> [Description of the task]: Give back a single figure: the number of lines in the entries below that contain "sheathing".

> [Input data]:

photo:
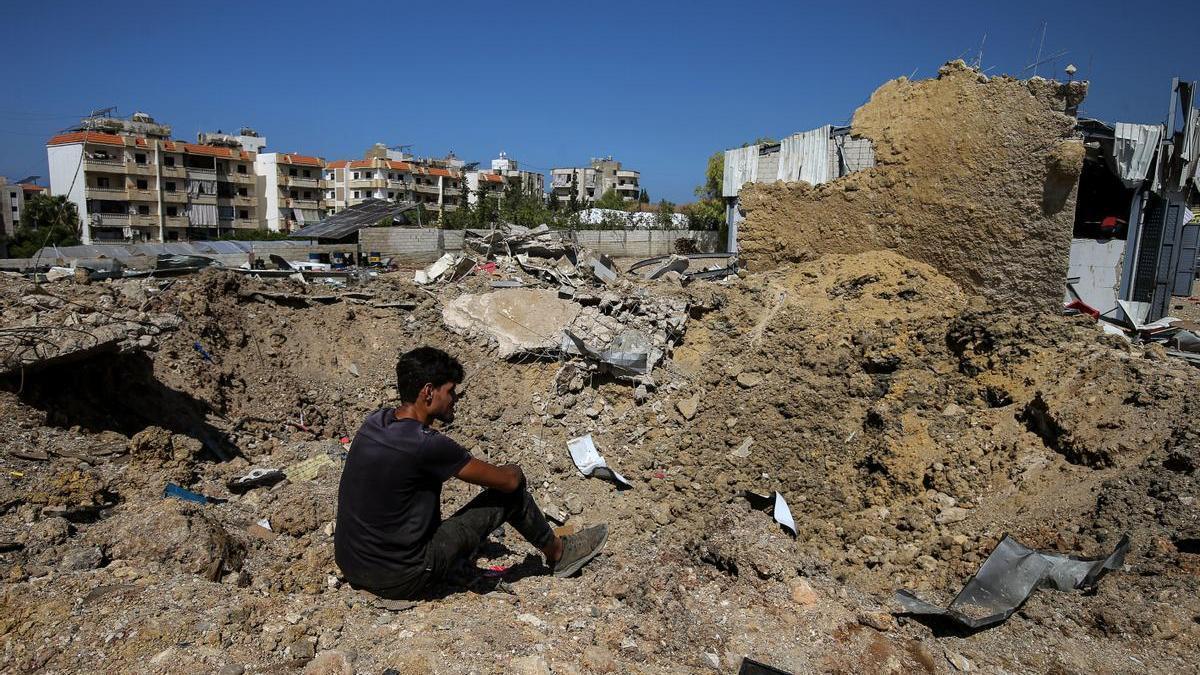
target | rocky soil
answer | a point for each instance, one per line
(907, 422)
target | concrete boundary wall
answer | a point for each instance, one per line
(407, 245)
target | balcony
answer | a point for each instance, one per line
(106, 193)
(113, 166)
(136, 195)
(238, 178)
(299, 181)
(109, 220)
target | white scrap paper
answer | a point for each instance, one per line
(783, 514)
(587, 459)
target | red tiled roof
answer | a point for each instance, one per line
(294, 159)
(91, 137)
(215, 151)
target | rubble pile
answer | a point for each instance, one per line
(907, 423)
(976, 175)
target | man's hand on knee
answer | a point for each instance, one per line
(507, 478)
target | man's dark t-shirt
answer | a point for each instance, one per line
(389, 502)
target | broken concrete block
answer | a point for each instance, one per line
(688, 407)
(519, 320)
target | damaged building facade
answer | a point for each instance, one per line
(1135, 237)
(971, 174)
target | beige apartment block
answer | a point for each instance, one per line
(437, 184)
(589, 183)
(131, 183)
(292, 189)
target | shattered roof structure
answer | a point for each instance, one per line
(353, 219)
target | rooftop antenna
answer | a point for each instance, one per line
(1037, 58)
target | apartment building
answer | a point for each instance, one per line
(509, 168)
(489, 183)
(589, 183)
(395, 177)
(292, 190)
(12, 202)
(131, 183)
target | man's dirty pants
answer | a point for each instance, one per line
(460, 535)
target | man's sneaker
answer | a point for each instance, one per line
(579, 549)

==

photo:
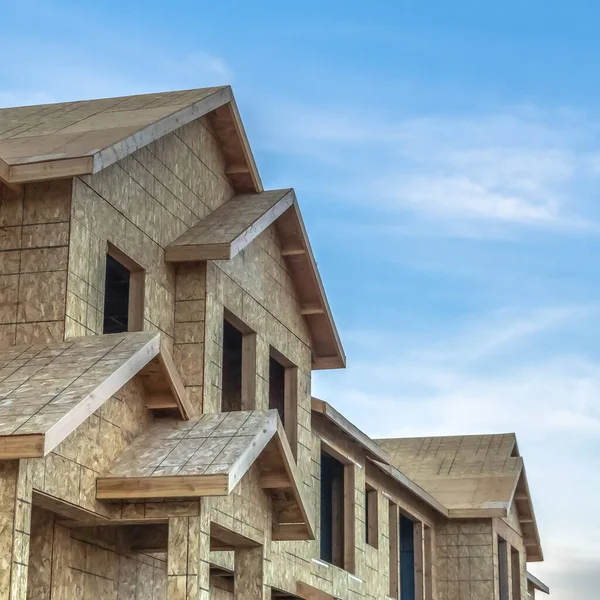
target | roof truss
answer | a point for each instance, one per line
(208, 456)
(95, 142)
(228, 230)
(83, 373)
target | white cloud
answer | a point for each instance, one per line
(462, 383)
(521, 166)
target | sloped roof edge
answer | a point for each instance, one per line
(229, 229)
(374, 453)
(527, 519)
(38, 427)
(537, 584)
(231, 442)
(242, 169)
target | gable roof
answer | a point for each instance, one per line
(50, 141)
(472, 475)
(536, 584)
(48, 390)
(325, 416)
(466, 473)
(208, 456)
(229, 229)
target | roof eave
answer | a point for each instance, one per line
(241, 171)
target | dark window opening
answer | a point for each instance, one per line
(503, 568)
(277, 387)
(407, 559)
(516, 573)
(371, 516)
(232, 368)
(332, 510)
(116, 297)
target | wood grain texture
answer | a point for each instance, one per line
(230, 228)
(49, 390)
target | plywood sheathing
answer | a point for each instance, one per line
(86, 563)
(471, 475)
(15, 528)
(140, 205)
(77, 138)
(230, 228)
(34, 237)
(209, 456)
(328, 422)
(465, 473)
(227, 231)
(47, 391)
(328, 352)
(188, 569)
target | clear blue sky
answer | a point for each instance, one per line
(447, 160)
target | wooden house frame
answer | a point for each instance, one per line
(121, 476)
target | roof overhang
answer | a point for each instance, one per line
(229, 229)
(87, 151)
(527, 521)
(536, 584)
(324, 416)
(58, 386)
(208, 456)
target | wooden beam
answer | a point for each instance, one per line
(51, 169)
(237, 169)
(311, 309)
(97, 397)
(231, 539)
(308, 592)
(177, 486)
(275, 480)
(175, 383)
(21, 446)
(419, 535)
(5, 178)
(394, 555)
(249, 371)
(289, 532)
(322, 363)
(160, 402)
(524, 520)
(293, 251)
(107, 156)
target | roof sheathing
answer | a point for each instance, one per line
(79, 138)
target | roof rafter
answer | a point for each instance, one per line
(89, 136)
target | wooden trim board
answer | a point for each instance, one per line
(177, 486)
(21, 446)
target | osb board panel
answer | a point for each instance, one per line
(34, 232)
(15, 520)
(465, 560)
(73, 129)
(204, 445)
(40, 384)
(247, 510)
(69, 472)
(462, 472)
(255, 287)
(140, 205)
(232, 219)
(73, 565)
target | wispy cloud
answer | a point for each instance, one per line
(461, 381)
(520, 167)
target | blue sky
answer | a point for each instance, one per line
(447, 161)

> [Result of the exercise]: 2